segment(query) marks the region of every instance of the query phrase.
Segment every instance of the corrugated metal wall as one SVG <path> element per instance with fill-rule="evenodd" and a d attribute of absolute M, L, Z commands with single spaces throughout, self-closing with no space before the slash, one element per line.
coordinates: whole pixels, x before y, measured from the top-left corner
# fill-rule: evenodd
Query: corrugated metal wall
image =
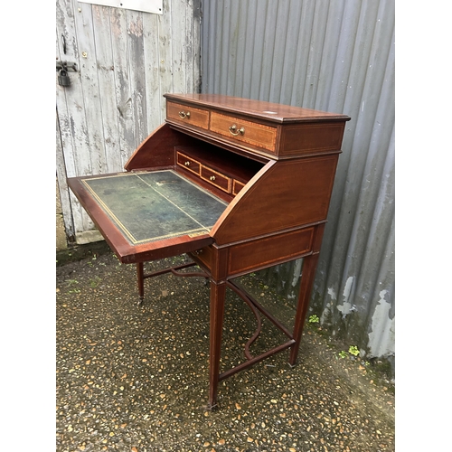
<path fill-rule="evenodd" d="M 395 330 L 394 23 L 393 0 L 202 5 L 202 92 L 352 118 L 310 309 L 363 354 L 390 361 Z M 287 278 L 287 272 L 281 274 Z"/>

### Exercise task:
Can you return the listing above line for line, without the picture?

### Result of this exercise:
segment(query) marks the region of every instance of the query phrase.
Segment every instance of the corrugated metal wall as one SVG <path> element per instance with fill-rule="evenodd" and a d attribute of absolute M, L, Z commands with single spaces throughout, self-closing with no space before the slash, one element per line.
coordinates: whole pixels, x before y, measured from the top-left corner
# fill-rule: evenodd
Query: corrugated metal wall
image =
<path fill-rule="evenodd" d="M 395 330 L 394 23 L 393 0 L 202 5 L 202 92 L 352 118 L 310 309 L 363 354 L 390 361 Z M 287 278 L 287 272 L 281 274 Z"/>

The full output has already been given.